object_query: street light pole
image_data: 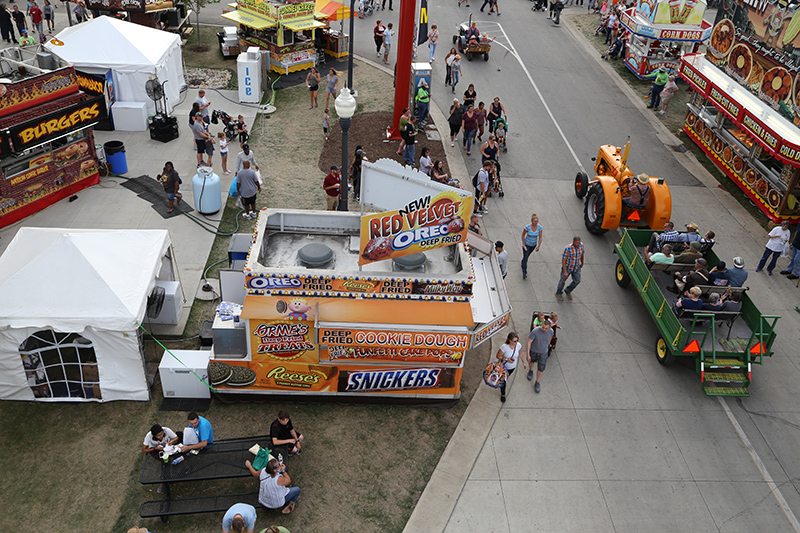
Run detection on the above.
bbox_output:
[333,87,356,211]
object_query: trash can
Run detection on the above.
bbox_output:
[103,141,128,174]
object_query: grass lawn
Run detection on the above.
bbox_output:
[0,56,489,533]
[568,14,774,229]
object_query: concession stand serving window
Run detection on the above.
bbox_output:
[680,52,800,222]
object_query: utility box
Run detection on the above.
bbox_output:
[236,46,263,104]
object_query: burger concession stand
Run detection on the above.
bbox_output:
[222,0,326,74]
[0,49,108,227]
[203,160,511,404]
[620,0,711,79]
[680,19,800,223]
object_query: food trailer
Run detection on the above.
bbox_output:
[222,0,326,74]
[620,0,712,79]
[0,49,108,231]
[209,161,511,404]
[680,6,800,223]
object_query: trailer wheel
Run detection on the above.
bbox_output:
[656,335,675,366]
[583,183,608,235]
[575,172,589,200]
[614,259,631,289]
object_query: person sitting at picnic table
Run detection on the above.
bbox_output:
[269,409,303,455]
[244,459,300,514]
[222,503,256,533]
[183,411,214,452]
[142,424,180,459]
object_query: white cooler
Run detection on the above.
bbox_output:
[158,350,211,398]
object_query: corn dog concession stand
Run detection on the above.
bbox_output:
[209,162,511,404]
[222,0,327,74]
[680,8,800,223]
[620,0,712,79]
[0,56,108,227]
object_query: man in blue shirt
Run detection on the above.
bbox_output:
[222,503,256,533]
[183,411,214,451]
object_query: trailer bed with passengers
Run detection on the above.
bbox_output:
[614,229,780,396]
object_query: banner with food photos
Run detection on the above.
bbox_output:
[358,190,472,265]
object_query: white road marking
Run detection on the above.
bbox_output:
[717,396,800,532]
[483,22,586,172]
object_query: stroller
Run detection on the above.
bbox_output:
[211,109,248,143]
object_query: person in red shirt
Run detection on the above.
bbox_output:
[31,1,44,42]
[322,165,342,211]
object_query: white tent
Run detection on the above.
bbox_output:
[0,228,170,401]
[45,16,186,115]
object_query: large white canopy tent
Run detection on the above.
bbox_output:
[45,15,186,115]
[0,228,171,402]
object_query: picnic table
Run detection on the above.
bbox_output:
[139,435,271,522]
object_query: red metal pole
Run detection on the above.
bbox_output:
[389,0,417,139]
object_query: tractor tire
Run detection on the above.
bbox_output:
[575,172,589,200]
[656,335,675,366]
[583,183,608,235]
[614,259,631,289]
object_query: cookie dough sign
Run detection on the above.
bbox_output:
[358,191,472,265]
[252,322,314,361]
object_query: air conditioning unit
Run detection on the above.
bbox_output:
[145,281,183,326]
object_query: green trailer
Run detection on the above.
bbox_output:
[614,229,780,396]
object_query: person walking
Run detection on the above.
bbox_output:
[444,46,458,86]
[306,67,322,109]
[236,161,261,219]
[494,241,508,279]
[525,320,554,393]
[497,331,528,403]
[781,226,800,279]
[447,98,464,146]
[643,67,669,109]
[461,104,478,155]
[372,20,386,57]
[42,0,56,33]
[556,235,584,302]
[383,23,394,65]
[414,80,431,128]
[322,165,342,211]
[30,0,44,37]
[756,220,792,276]
[325,69,339,109]
[658,74,678,115]
[0,4,17,44]
[522,213,542,279]
[160,161,183,213]
[486,96,507,133]
[450,54,461,93]
[428,24,439,63]
[11,6,28,35]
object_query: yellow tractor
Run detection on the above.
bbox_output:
[575,141,672,235]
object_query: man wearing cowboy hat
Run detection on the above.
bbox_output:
[622,174,651,209]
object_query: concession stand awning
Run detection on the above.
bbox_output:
[680,54,800,222]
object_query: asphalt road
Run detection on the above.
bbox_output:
[203,0,800,532]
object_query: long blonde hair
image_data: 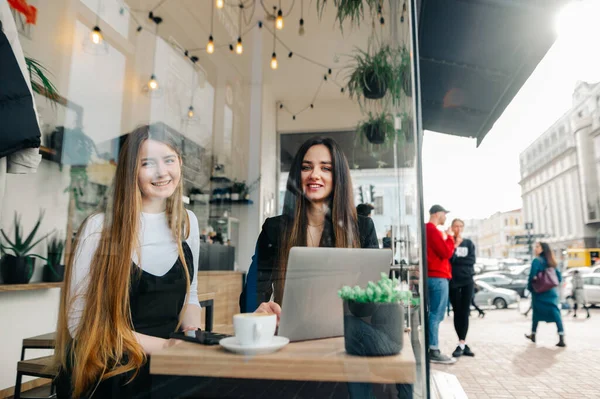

(TASK TO COMPLETE): Format every line of the items above as a numbered list, leaving out blank lines and omitting the pictures from your answer.

(TASK OUTPUT):
1. object_query: street light pole
2. image_data: 
3. Run detection on the above.
4. bbox_output:
5. [333,87,356,211]
6. object_query: trash can
7. Run detection on the above.
8. bbox_output:
9. [103,141,128,174]
10. object_query: grass lawn
11. Run detection on the above.
12. bbox_output:
13. [0,56,489,533]
14. [568,14,774,229]
15. object_query: concession stand serving window
16. Run detection on the above.
17. bbox_output:
18. [680,52,800,222]
19. object_query: utility box
20. Run detection on the above.
21. bbox_output:
22. [236,46,263,104]
23. object_query: burger concession stand
24. Run detection on the above.
25. bbox_output:
26. [222,0,326,74]
27. [0,49,108,227]
28. [203,160,511,404]
29. [620,0,711,79]
30. [680,19,800,223]
31. object_query: food trailer
32. Run detection on the above.
33. bbox_output:
34. [222,0,326,74]
35. [620,0,712,79]
36. [0,49,108,231]
37. [209,161,511,404]
38. [680,6,800,223]
39. object_query: trailer wheel
40. Run detection on the above.
41. bbox_output:
42. [656,335,675,366]
43. [583,183,608,235]
44. [575,172,589,200]
45. [614,259,631,289]
46. object_query: person sitting at picnic table
47. Run detection on the above.
48. bbox_output:
49. [269,409,303,455]
50. [244,459,300,514]
51. [222,503,256,533]
52. [183,411,214,452]
53. [142,424,180,459]
54. object_query: white cooler
55. Run detection on the above.
56. bbox_output:
57. [158,350,211,398]
58. object_query: corn dog concession stand
59. Run detection on the above.
60. bbox_output:
61. [209,162,511,404]
62. [222,0,327,74]
63. [680,8,800,223]
64. [620,0,712,79]
65. [0,56,108,227]
66. object_query: man in blue shirt
67. Run detection on the above.
68. bbox_output:
69. [222,503,256,533]
70. [183,411,214,451]
71. object_query: trailer bed with passengers
72. Run detection on the above.
73. bbox_output:
74. [614,229,780,396]
75. object_query: banner with food photos
76. Run detection on the above.
77. bbox_output:
78. [358,190,472,265]
79. object_query: white road marking
80. Run detection on the above.
81. bbox_output:
82. [717,396,800,532]
83. [483,22,586,172]
84. object_query: stroller
85. Run detection on the above.
86. bbox_output:
87. [211,109,248,143]
88. object_query: person in red shirt
89. Run detection on the above.
90. bbox_output:
91. [31,1,44,42]
92. [322,165,342,211]
93. object_query: white tent
94. Run detection on the above.
95. bbox_output:
96. [0,228,170,401]
97. [45,16,186,115]
98. object_query: large white canopy tent
99. Run detection on the above.
100. bbox_output:
101. [45,15,186,115]
102. [0,228,171,402]
103. object_query: picnic table
104. Run detection on the above.
105. bbox_output:
106. [139,435,271,522]
107. object_query: red metal pole
108. Run detection on the above.
109. bbox_output:
110. [389,0,417,139]
111. object_query: tractor tire
112. Run detection on the above.
113. bbox_output:
114. [575,172,589,200]
115. [656,335,675,366]
116. [583,183,608,235]
117. [614,259,631,289]
118. object_query: cookie dough sign
119. Run detection on the above.
120. bbox_output:
121. [358,191,472,265]
122. [252,322,314,361]
123. object_query: air conditioning unit
124. Run detection on the above.
125. bbox_output:
126. [145,281,183,326]
127. object_query: green trailer
128. Run detection on the above.
129. bbox_output:
130. [614,229,780,396]
131. object_query: person walking
132. Run detection on the above.
133. bbox_output:
134. [444,46,458,86]
135. [306,67,322,109]
136. [236,161,261,219]
137. [494,241,508,279]
138. [525,320,554,393]
139. [497,331,528,403]
140. [781,226,800,279]
141. [447,98,464,146]
142. [643,67,669,109]
143. [461,104,478,155]
144. [372,20,386,57]
145. [42,0,56,33]
146. [556,235,584,302]
147. [383,23,394,65]
148. [414,80,431,128]
149. [322,165,342,211]
150. [30,0,44,37]
151. [756,220,792,276]
152. [325,69,339,109]
153. [658,74,678,115]
154. [0,4,17,44]
155. [522,213,542,279]
156. [160,161,183,213]
157. [486,96,507,133]
158. [450,54,461,93]
159. [428,24,439,63]
160. [11,6,28,35]
161. object_query: yellow tractor
162. Run detection on the above.
163. bbox_output:
164. [575,141,672,235]
165. object_query: man wearing cowboy hat
166. Run detection on the above.
167. bbox_output:
168. [622,174,651,209]
169. object_query: concession stand awning
170. Run detection on the above.
171. bbox_output:
172. [680,54,800,222]
173. object_query: asphalt road
174. Run detection on the above.
175. bbox_output:
176. [203,0,800,532]
177. object_query: long blonde hair
178. image_data: 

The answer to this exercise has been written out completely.